» TEXTAUSZUG:
Der Verdacht richtet sich nach Angaben der SZ gegen den Geschäftsführer von Riol Chemie, den Ukrainer Sergiy V., sowie dessen Ex-Frau. Ein Mitarbeiter und die Geschäftsführerin eines Logistikunternehmens aus Bremerhaven seien ebenfalls im Fokus der Ermittler. Sie sollen geholfen haben, die mutmaßlich illegalen Waren zu transportieren.

Besonders brisant: Riol Chemie, das seinen Firmensitz laut Handelsregister zuvor in Bremen-Blumenthal hatte, soll auch den Stoff Diethylamin nach Russland verschifft haben. Die Substanz wird unter anderem zur Herstellung des Nervengifts Nowitschok verwendet. Damit wollte der russische Geheimdienst 2018 in England den früheren Doppelagenten Sergej Skripal ermorden, zwei Jahre danach vermutlich auch den Kremlkritiker Alexej Nawalny.

Chemikalien könnten aus verschiedenen Gründen nach Russland geliefert worden sein

Diethylamin kann inhalativ oder oral aufgenommen werden und ätzt die Haut, die Augen und die Atemwege. Es kommt zu Rötungen, Schmerzen, schweren Verbrennungen und Sehbeeinträchtigungen, auf der Haut können sich bei Kontakt Blasen bilden. Die Chemikalie wirkt "akut toxisch". Ein Großteil dieses Stoffs soll laut SZ an das russische Unternehmen Chimmed mit Hauptsitz in Moskau geliefert worden sein: Ein Großhändler für Chemikalien und Labortechnik, der laut russischen Medien Geschäftsbeziehungen zu Speziallaboren des russischen Verteidigungsministeriums und des russischen Geheimdienstes FSB unterhalten soll.

» DATENAUSZUG:
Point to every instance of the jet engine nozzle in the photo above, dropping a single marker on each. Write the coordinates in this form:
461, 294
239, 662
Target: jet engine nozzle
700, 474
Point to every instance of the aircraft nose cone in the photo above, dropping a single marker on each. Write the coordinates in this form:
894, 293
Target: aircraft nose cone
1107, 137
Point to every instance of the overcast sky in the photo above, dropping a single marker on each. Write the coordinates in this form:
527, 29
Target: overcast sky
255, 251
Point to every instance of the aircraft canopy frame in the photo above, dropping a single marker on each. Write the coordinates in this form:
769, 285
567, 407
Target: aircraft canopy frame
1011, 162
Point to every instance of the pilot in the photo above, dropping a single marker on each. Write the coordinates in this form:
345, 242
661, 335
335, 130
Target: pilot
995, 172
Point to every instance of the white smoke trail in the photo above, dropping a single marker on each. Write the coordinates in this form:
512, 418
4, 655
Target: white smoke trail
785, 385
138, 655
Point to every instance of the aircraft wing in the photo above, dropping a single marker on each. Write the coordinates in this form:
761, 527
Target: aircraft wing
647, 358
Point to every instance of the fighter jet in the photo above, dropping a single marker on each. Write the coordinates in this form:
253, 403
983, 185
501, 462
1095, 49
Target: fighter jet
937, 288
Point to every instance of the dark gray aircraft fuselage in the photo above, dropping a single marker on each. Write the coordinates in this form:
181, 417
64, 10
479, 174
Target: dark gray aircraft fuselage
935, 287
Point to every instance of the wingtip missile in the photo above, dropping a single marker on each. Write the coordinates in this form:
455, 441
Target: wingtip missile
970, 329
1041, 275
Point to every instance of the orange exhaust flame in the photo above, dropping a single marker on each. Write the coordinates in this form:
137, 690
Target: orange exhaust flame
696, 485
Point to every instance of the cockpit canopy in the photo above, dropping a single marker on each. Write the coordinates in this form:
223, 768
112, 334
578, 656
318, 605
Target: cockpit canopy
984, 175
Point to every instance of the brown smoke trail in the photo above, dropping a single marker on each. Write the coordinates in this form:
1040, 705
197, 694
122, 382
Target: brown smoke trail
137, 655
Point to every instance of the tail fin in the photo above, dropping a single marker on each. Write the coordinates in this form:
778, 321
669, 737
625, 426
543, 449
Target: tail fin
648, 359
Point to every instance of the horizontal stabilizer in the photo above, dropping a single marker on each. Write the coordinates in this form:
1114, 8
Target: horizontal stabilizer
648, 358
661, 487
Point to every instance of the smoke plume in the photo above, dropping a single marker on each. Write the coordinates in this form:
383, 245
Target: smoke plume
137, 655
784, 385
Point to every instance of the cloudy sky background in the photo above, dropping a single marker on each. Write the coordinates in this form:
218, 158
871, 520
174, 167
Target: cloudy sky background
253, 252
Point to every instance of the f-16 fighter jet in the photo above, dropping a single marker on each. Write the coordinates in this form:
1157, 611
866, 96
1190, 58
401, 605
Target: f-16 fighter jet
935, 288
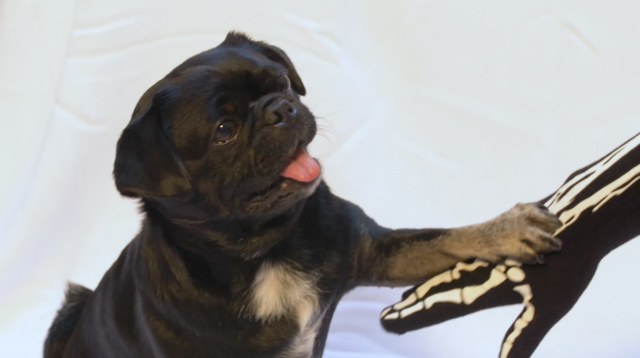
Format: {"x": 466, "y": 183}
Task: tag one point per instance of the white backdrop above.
{"x": 435, "y": 113}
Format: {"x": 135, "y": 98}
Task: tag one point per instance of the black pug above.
{"x": 244, "y": 251}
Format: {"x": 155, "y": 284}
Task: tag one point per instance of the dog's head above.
{"x": 224, "y": 131}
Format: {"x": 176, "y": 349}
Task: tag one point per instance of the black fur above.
{"x": 217, "y": 212}
{"x": 68, "y": 315}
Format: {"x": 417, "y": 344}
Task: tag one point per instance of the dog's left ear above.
{"x": 277, "y": 55}
{"x": 147, "y": 165}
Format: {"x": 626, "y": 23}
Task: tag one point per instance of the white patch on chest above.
{"x": 279, "y": 289}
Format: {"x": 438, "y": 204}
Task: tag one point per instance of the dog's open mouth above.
{"x": 302, "y": 167}
{"x": 301, "y": 172}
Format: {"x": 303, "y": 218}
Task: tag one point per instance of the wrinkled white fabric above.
{"x": 432, "y": 114}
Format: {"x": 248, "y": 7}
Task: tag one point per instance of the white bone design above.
{"x": 557, "y": 204}
{"x": 523, "y": 321}
{"x": 417, "y": 301}
{"x": 568, "y": 192}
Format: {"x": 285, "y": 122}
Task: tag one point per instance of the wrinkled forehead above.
{"x": 229, "y": 72}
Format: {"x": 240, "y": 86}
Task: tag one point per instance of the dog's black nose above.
{"x": 278, "y": 111}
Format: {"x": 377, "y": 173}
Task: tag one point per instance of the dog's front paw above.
{"x": 523, "y": 233}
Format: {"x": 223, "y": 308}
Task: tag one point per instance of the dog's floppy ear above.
{"x": 146, "y": 164}
{"x": 277, "y": 55}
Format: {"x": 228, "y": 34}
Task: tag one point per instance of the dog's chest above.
{"x": 279, "y": 290}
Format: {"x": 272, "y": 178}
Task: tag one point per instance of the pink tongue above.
{"x": 302, "y": 167}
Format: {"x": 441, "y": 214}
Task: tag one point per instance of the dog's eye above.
{"x": 224, "y": 133}
{"x": 284, "y": 84}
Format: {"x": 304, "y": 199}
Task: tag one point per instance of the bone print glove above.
{"x": 599, "y": 207}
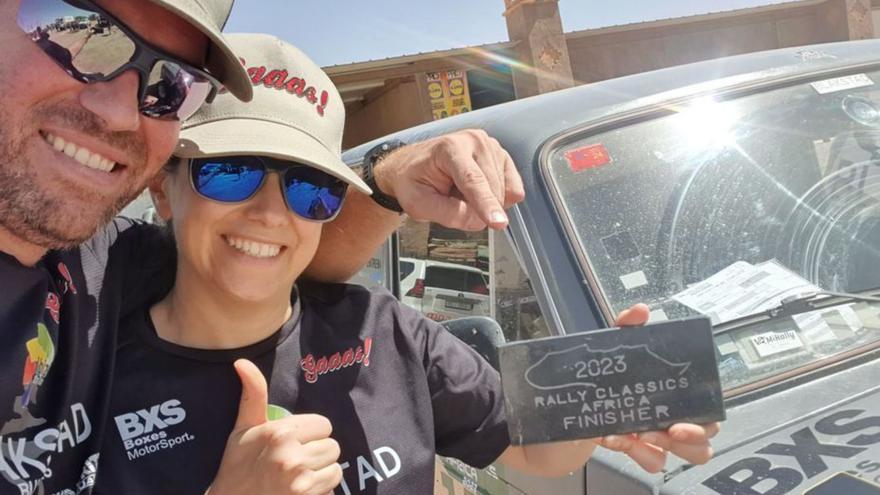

» AUFGABEN UND ÜBUNGEN:
A) Nennen Sie alle Körperbereiche, die Diethylamin laut dem Textauszug über Riol Chemie verätzt.
B) Bearbeiten Sie im Textauszug über Riol Chemie die Passage von „Der Verdacht richtet“ bis einschließlich „Waren zu transportieren.“ und setzen Sie dabei „Speditionsunternehmens“ anstelle von „Logistikunternehmens“ ein.
C) Führen Sie den Textauszug über Riol Chemie und die Diethylamin-Lieferungen nach Russland im Anschluss an seinen letzten Satz weiter.
Die Datenzeilen spielen hierfür keine Rolle.

» LÖSUNGEN:
A) die Haut, die Augen, die Atemwege

B)
Der Verdacht richtet sich nach Angaben der SZ gegen den Geschäftsführer von Riol Chemie, den Ukrainer Sergiy V., sowie dessen Ex-Frau. Ein Mitarbeiter und die Geschäftsführerin eines Speditionsunternehmens aus Bremerhaven seien ebenfalls im Fokus der Ermittler. Sie sollen geholfen haben, die mutmaßlich illegalen Waren zu transportieren.

C)
Der entsprechende Stoff könnte jedoch auch für legale Zwecke exportiert worden sein, etwa als Vergleichsgrößen für die Lebensmittel- und Wasseranalytik. Dem Bericht zufolge soll Riol Chemie "nur relativ kleine Mengen" der Chemikalien nach Russland geliefert haben, teilweise im Bereich von wenigen Gramm und Milligramm.

Doch auch diese seien nach Einschätzung von Experten dazu geeignet, schwere Krankheitssymptome zu verursachen. Möglich sei zudem, dass die Lieferungen als sogenannte Referenzsubstanzen ausgeführt wurden, um die Qualität der eigenen Produktion zu testen.

Eine Unbekannte ist Riol Chemie für die Behörden indes nicht. Das Unternehmen stand bereits 2021 in der Kritik – und landete auf der Sanktionsliste des US-Handelsministeriums. Im Zuge der mutmaßlichen Vergiftung des Kremlkritikers Alexej Nawalny sahen die US-Amerikaner Verbindungen zwischen dem Giftanschlag und der Firma aus Niedersachsen. Die Amerikaner verdächtigten das Unternehmen damals, auf verschiedene Weise in die Verbreitung von biologischen oder chemischen Stoffen verwickelt zu sein.

Wie der "Weser-Kurier" damals schrieb, seien im März 2021 regelmäßig Lastwagen aus Russland vor dem Firmensitz in Lilienthal vorgefahren. Was die Fahrer dort ablieferten oder abholten, blieb unklar.

Bewusstes Verschleiern von Geschäftsaktivitäten?

Die Ermittler gehen zudem davon aus, dass Riol Chemie bewusst versucht haben soll, seine Geschäftsaktivitäten zu verschleiern. Nach einem Bericht des NDR sei Zöllnern das Unternehmen bereits 2021 bei einer Kontrolle ins Auge gefallen. Nach den US-Sanktionen soll die Firma gegenüber dem Zoll vorgetäuscht haben, ausfuhrbeschränkte Laborgeräte nach Litauen zu verschicken. Tatsächlich seien die Artikel aber für Russland bestimmt gewesen.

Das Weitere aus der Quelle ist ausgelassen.